### YOUR OBJECTIVE
Please answer from the article about the Adur Portals sculpture: where did the money that Adur District Council used to fund the project come from?

Start of DOCUMENT SECTION

VIDEO: Secret doors open up a world of adventure

SECRET doors have opened up a world of adventure for young and old in Shoreham.

Monday, 20th January 2014, 11:00 am
Updated Friday, 8th June 2018, 5:59 am
S01545H13 Teresa Martin and her daughter Abby Martin by one of the doors

The Adur Portals art project on Coronation Green has given the town a fascinating sculpture with a host of mysteries to explore.

Sculptor Teresa Martin, whose family has lived in the town for several generations, has created a series of doors and windows on the north wall.

Marlipins Museum, in High Street, helped inspire the work and she has used the same Caen stone, as well as flints napped by cars driving on the South Downs.

S01545H13 Teresa Martin and her daughter Abby Martin by one of the doors

“I wanted to create the idea that there was a passage under the road, because we knew that there had been some there,” she explained.

“When they built the road, they destroyed the tunnels. There was definitely one to where Paradise Pets is now, which was The Star pub, but no-one knows exactly where they were.

“It was mainly inspired by Marlipins Museum because it is such an amazing building and many people don’t realise it. The passage there was destroyed, too.”

The concept invites both adventure and closure, and for Teresa, it was the end of a personal journey.

She explained that her mum, Denise Parsons, had died a couple of years ago and when she developed Alzheimer’s Disease, it was all she talked about.

Teresa’s mother had lived on Shoreham Beach and she was brought up there.

“We used to play down here as children and look at the little drain holes on the bridge and all sorts,” Teresa recalled.

It was those memories which prompted the many mysteries hidden in the Adur Portals, including actual photo negatives of families and workmen from the district.

Sculpture workshops were held, where grandparents worked with their grandchildren to create creatures which might have lived in the chalk downs, forming burrows.

“These burrows eventually filled with silica, becoming the flint stones used in the chequered walls of the Marlipins,” explained Teresa.

“All ages can enjoy peering into these newly-formed flints to see what has been entrapped and set in time from now.”

Her daughter Abby Martin, 26, who now lives in her mother’s old house, worked on the project with her, beginning back in September.

Students at Northbrook College and Steyning Adult Education were also involved, making fossils in resin.

The Adur Portals is one of five public art projects funded by Adur District Council, using money from Tesco’s development at Holmbush.

End of DOCUMENT SECTION
Start of DATA PROVIDED

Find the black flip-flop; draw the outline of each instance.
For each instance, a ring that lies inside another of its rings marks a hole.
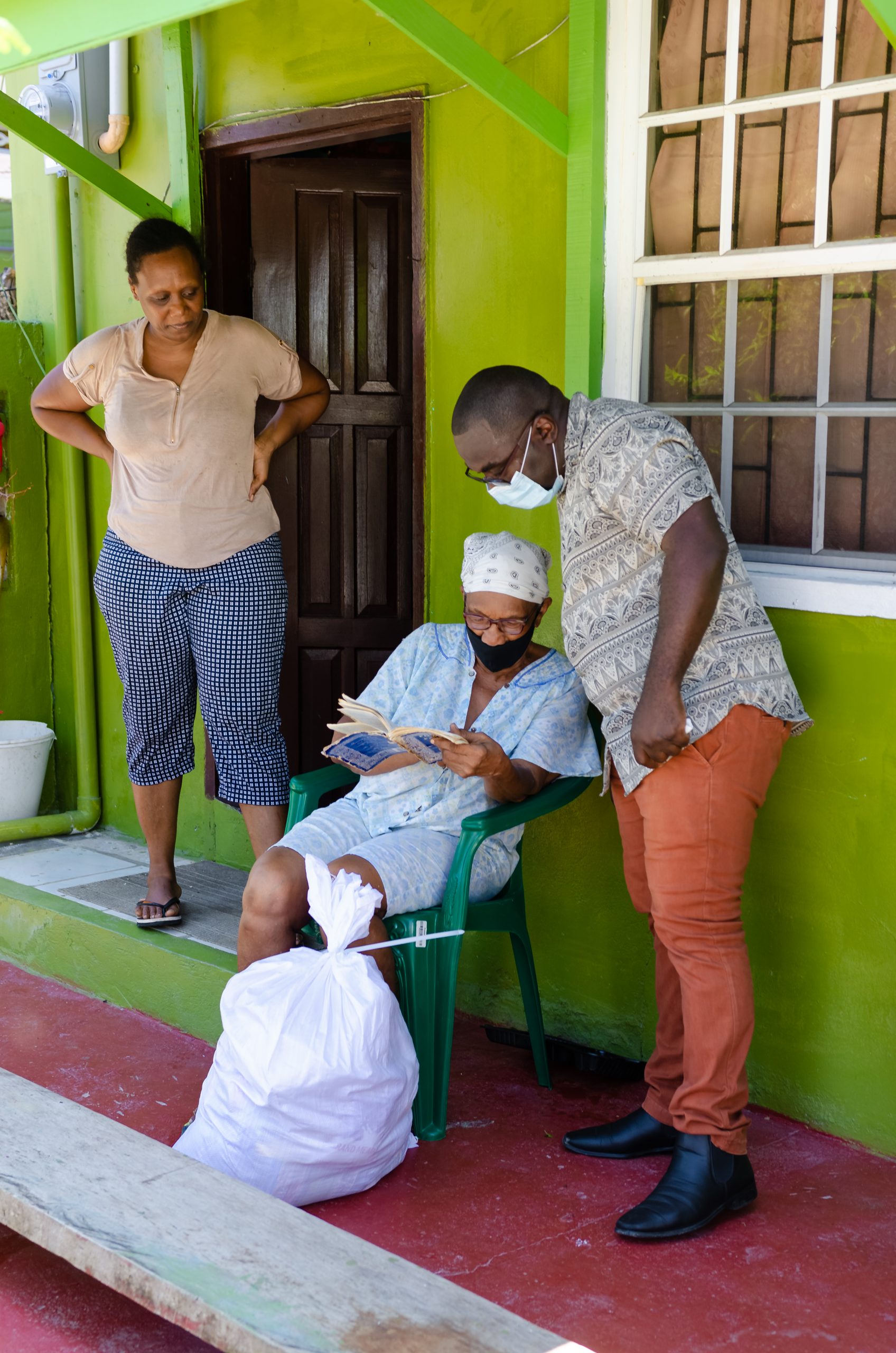
[[[180,923],[184,919],[183,915],[181,915],[181,912],[177,912],[176,916],[165,916],[165,912],[168,911],[168,908],[173,902],[177,902],[179,907],[183,905],[181,901],[180,901],[180,897],[169,897],[168,901],[165,902],[165,908],[164,908],[161,916],[150,916],[148,920],[143,920],[142,917],[135,916],[134,917],[134,923],[137,925],[142,925],[145,930],[158,928],[160,925],[180,925]],[[161,902],[148,902],[145,897],[141,897],[139,905],[141,907],[154,907],[154,905],[161,907]]]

End of DATA PROVIDED

### ANSWER TO THE EXERCISE
From Tesco's development at Holmbush.